EXERCISE DETAILS.
Copy out each line of the listing below that contains the word "hand".
########
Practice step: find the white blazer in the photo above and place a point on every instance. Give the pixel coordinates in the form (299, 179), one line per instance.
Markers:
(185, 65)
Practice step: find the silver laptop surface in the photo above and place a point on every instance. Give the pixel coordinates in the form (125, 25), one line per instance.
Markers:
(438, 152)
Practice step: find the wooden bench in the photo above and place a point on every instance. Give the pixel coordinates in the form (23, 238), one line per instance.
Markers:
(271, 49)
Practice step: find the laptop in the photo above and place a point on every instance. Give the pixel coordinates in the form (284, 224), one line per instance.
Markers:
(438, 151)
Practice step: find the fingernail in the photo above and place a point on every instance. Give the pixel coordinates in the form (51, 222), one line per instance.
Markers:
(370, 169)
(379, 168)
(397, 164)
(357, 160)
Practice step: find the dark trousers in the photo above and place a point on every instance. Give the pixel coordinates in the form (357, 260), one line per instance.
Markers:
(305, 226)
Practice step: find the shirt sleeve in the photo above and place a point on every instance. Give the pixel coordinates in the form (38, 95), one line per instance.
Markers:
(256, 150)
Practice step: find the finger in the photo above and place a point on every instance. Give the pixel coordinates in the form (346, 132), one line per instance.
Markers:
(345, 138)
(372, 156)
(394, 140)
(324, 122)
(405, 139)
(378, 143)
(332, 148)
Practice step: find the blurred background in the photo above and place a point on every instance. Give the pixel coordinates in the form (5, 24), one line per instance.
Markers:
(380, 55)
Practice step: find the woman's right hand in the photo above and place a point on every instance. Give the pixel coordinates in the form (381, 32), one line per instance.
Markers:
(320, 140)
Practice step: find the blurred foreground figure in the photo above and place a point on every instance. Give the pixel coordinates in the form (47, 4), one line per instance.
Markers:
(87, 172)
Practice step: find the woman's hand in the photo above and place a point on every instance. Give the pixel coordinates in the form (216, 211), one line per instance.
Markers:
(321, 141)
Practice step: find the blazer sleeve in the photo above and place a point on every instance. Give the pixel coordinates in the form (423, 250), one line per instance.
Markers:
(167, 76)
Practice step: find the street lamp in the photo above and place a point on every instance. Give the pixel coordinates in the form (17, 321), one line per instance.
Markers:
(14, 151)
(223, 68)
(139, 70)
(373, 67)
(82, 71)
########
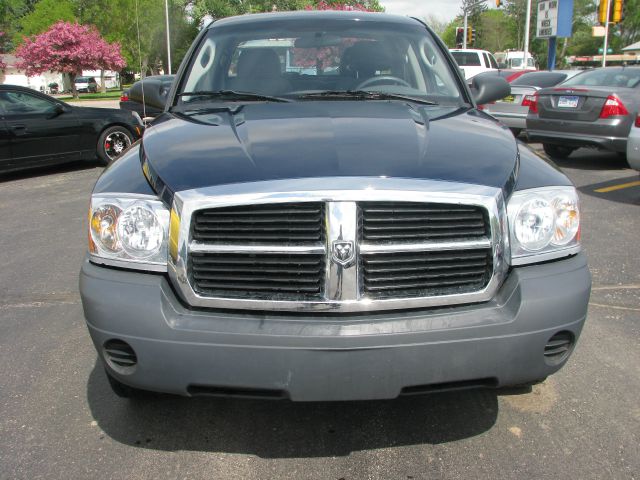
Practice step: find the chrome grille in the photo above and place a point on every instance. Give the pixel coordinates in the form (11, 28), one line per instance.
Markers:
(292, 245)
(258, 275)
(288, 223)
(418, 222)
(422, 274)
########
RESPONSE BOX.
Practice step: find the woman's right hand in the photo above and place a point on every instance. Give the pixel coordinates in the form (381, 32), one line per instance.
Practice step: find the woman's hand in the photo above and place a point on every instance. Give the pixel coordinates in the form (216, 211), one line per instance.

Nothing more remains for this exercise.